## Your goal
Scan the records below. Copy every line in which the word "gets" appears.

## Data supplied
- Opening Delimiter -

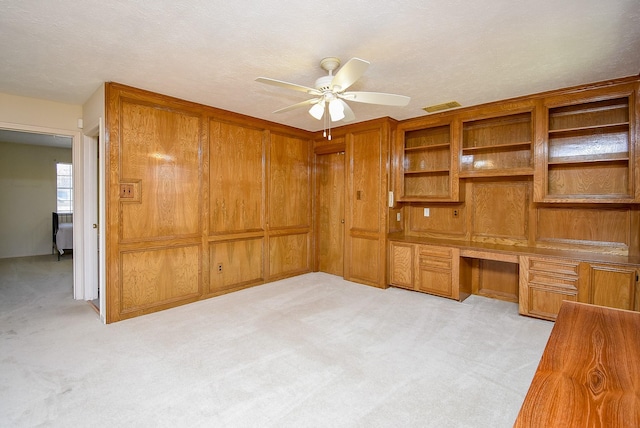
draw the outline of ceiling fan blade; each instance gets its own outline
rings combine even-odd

- Closing Delimiter -
- Opening Delimiter -

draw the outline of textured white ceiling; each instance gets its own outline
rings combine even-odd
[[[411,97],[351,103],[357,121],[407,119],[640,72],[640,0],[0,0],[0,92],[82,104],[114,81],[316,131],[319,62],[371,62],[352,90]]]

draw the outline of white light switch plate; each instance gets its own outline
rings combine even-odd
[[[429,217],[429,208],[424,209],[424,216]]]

- Closing Delimiter -
- Opening Delimiter -

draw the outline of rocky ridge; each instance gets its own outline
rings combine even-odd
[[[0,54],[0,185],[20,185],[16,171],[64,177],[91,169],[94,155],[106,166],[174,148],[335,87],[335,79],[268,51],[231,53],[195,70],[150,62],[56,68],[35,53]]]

- Closing Delimiter -

## Exercise output
draw the outline of ceiling fan blade; each instance gets its own outline
draw the outline of textured white ceiling; each instance gets its own outline
draw the outline of white light switch plate; each instance gets its own outline
draw the outline of rocky ridge; each instance gets its own outline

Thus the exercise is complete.